• [What you need to do]:
1. From the article on Avanir's Nuedexta campaign, list every expression that names a point in time or a period, using the article's own words.
2. For each statement, say whether it agrees with the article on Avanir's Nuedexta campaign. Answer yes or no, and quote the words of the article that decide it.
(a) The Glover awareness campaign for PBA began in 2015.
(b) Alana Darden is director of consumer marketing at Avanir.
(c) Danny Glover no longer appears on www.PBAfacts.com.
3. Carry on the article about Avanir's Nuedexta campaign, starting after its final sentence.

• [Provided passage]:
Avanir shelves Danny Glover PBA awareness ad in favor of branded Nuedexta effort

Avanir has launched its first branded campaign for Nuedexta, retiring its disease awareness campaign with actor Danny Glover.

Avanir Pharmaceuticals is taking its marketing to the next level. It's retiring the pseudobulbar affect (PBA) disease awareness ad it sponsored starring actor Danny Glover, and it's launched its first branded campaign for Nuedexta in its place.

“We’re shifting the focus and taking the awareness that campaign has built and building on it by turning the conversation to both PBA and treatment with Nuedexta,” Alana Darden, director of consumer marketing at Avanir, told FiercePharma in an interview.

The Glover awareness campaign for PBA—a condition that causes involuntary crying and laughing—began in 2015, following a previous awareness campaign the year before. The awareness TV ad most recently ran in October after being dark all year, and while Glover is still featured on the awareness website www.PBAfacts.com, the creative will be changed by mid-January.

• [Extracted entries]:
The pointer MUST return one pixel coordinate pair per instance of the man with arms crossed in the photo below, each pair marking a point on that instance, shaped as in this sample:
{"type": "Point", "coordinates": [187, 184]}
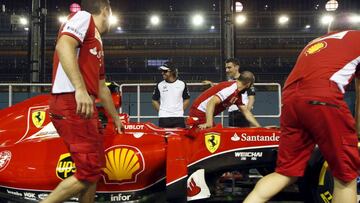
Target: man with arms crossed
{"type": "Point", "coordinates": [216, 99]}
{"type": "Point", "coordinates": [314, 113]}
{"type": "Point", "coordinates": [78, 78]}
{"type": "Point", "coordinates": [170, 98]}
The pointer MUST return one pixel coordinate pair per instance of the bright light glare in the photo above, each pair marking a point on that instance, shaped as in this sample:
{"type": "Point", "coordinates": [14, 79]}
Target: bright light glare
{"type": "Point", "coordinates": [240, 19]}
{"type": "Point", "coordinates": [326, 19]}
{"type": "Point", "coordinates": [331, 5]}
{"type": "Point", "coordinates": [113, 20]}
{"type": "Point", "coordinates": [283, 19]}
{"type": "Point", "coordinates": [354, 19]}
{"type": "Point", "coordinates": [23, 21]}
{"type": "Point", "coordinates": [198, 20]}
{"type": "Point", "coordinates": [155, 20]}
{"type": "Point", "coordinates": [62, 19]}
{"type": "Point", "coordinates": [238, 7]}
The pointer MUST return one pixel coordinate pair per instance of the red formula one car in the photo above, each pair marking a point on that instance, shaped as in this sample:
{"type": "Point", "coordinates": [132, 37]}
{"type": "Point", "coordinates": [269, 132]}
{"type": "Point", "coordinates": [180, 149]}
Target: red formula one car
{"type": "Point", "coordinates": [147, 163]}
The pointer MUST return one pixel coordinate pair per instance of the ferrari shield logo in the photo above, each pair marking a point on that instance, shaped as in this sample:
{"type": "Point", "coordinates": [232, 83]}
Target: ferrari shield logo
{"type": "Point", "coordinates": [38, 118]}
{"type": "Point", "coordinates": [212, 141]}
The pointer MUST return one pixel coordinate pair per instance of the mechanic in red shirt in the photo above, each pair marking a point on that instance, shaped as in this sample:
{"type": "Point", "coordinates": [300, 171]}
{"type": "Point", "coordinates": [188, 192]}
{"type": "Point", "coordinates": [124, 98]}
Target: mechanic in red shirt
{"type": "Point", "coordinates": [219, 97]}
{"type": "Point", "coordinates": [314, 113]}
{"type": "Point", "coordinates": [78, 78]}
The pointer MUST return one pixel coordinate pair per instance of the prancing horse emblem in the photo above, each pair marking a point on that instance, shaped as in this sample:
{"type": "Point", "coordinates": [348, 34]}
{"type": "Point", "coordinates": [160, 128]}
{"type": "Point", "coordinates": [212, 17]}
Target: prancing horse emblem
{"type": "Point", "coordinates": [38, 118]}
{"type": "Point", "coordinates": [212, 141]}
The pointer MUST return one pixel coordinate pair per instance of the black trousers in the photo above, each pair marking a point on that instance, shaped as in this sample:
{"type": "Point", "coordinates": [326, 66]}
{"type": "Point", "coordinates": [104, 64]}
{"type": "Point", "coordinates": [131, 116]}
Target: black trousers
{"type": "Point", "coordinates": [237, 119]}
{"type": "Point", "coordinates": [172, 122]}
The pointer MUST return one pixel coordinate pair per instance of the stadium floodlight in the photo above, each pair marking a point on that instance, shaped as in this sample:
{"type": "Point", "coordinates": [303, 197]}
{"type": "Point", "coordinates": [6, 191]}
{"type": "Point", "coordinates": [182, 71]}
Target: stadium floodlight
{"type": "Point", "coordinates": [198, 20]}
{"type": "Point", "coordinates": [23, 21]}
{"type": "Point", "coordinates": [240, 19]}
{"type": "Point", "coordinates": [354, 19]}
{"type": "Point", "coordinates": [62, 19]}
{"type": "Point", "coordinates": [283, 19]}
{"type": "Point", "coordinates": [155, 20]}
{"type": "Point", "coordinates": [238, 7]}
{"type": "Point", "coordinates": [326, 19]}
{"type": "Point", "coordinates": [113, 20]}
{"type": "Point", "coordinates": [331, 5]}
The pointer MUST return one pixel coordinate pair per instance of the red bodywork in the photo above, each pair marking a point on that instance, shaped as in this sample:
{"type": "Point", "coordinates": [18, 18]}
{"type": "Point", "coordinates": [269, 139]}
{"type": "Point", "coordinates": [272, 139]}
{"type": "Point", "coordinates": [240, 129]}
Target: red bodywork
{"type": "Point", "coordinates": [144, 160]}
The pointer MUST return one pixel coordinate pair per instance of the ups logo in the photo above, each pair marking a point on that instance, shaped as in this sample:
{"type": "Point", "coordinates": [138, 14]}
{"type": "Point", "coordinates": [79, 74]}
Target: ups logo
{"type": "Point", "coordinates": [65, 167]}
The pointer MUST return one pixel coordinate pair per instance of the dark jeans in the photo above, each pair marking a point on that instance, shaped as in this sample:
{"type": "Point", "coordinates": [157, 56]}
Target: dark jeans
{"type": "Point", "coordinates": [237, 119]}
{"type": "Point", "coordinates": [172, 122]}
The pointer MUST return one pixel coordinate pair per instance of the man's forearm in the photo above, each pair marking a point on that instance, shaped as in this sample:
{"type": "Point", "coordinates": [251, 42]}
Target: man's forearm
{"type": "Point", "coordinates": [106, 99]}
{"type": "Point", "coordinates": [249, 116]}
{"type": "Point", "coordinates": [210, 108]}
{"type": "Point", "coordinates": [66, 50]}
{"type": "Point", "coordinates": [186, 103]}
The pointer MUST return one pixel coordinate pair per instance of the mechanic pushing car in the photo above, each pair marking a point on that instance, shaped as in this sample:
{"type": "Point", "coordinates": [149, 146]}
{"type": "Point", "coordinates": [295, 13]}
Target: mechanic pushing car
{"type": "Point", "coordinates": [78, 78]}
{"type": "Point", "coordinates": [216, 99]}
{"type": "Point", "coordinates": [314, 113]}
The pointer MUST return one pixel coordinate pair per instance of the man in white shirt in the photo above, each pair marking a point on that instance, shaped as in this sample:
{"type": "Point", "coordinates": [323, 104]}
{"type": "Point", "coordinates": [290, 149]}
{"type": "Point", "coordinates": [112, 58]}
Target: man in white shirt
{"type": "Point", "coordinates": [170, 98]}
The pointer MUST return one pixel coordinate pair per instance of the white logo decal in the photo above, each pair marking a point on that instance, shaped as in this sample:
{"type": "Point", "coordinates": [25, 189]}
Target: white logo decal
{"type": "Point", "coordinates": [134, 127]}
{"type": "Point", "coordinates": [259, 138]}
{"type": "Point", "coordinates": [120, 197]}
{"type": "Point", "coordinates": [197, 187]}
{"type": "Point", "coordinates": [235, 138]}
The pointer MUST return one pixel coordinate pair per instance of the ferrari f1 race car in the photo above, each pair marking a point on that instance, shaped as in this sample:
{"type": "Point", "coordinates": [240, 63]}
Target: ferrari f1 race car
{"type": "Point", "coordinates": [147, 163]}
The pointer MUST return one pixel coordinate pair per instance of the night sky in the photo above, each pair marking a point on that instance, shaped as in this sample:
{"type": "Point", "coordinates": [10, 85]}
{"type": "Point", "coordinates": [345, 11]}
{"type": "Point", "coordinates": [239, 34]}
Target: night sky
{"type": "Point", "coordinates": [189, 5]}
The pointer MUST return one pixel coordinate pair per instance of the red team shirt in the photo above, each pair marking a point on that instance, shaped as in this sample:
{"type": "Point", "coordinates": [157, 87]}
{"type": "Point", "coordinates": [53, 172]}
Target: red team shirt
{"type": "Point", "coordinates": [327, 58]}
{"type": "Point", "coordinates": [227, 92]}
{"type": "Point", "coordinates": [314, 112]}
{"type": "Point", "coordinates": [90, 54]}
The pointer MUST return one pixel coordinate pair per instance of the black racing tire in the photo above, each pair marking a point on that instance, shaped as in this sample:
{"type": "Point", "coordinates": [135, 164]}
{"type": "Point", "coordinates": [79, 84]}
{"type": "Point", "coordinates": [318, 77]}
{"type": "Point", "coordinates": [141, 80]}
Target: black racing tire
{"type": "Point", "coordinates": [317, 183]}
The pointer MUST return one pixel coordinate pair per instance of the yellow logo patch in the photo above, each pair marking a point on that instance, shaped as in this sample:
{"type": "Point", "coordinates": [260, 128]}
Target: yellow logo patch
{"type": "Point", "coordinates": [316, 48]}
{"type": "Point", "coordinates": [123, 164]}
{"type": "Point", "coordinates": [212, 141]}
{"type": "Point", "coordinates": [65, 167]}
{"type": "Point", "coordinates": [38, 118]}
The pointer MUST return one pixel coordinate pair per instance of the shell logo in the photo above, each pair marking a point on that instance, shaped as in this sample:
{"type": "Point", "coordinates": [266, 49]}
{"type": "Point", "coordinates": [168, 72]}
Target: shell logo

• [Responses by item number]:
1.
- "2015"
- "the year before"
- "October"
- "all year"
- "mid-January"

2.
(a) Yes: "began in 2015"
(b) Yes: "Alana Darden, director of consumer marketing at Avanir"
(c) No: "Glover is still featured on the awareness website www.PBAfacts.com"

3.
While the disease education effort was successful in generating awareness of PBA, the awareness of a treatment for PBA is still low, she said. So the pharma decided it was time to shift its communication investment to emphasize Nuedexta, which is the only FDA-approved drug to treat PBA.

The TV ad features a grey-haired man who starts crying at a child’s birthday party and in a voiceover tells viewers it was the “third time that day and I wasn’t even sad. First the stroke, now this.”

Darden said they also shot two other TV ads—one from the patient’s wife's point of view and another from a physician’s point of view. Avanir will air the first TV ad, along with a digital banner and paid search ads, through the first quarter of 2017, and then evaluate next steps, such as airing the additional TV creative or expanding the campaign.

The target audience is men and women aged 50 and older who have had one of 6 conditions—Alzheimer’s or dementia, stroke, multiple scelrosis, Parkinson’s, ALS or traumatic brain injury—that may put them at risk for PBA.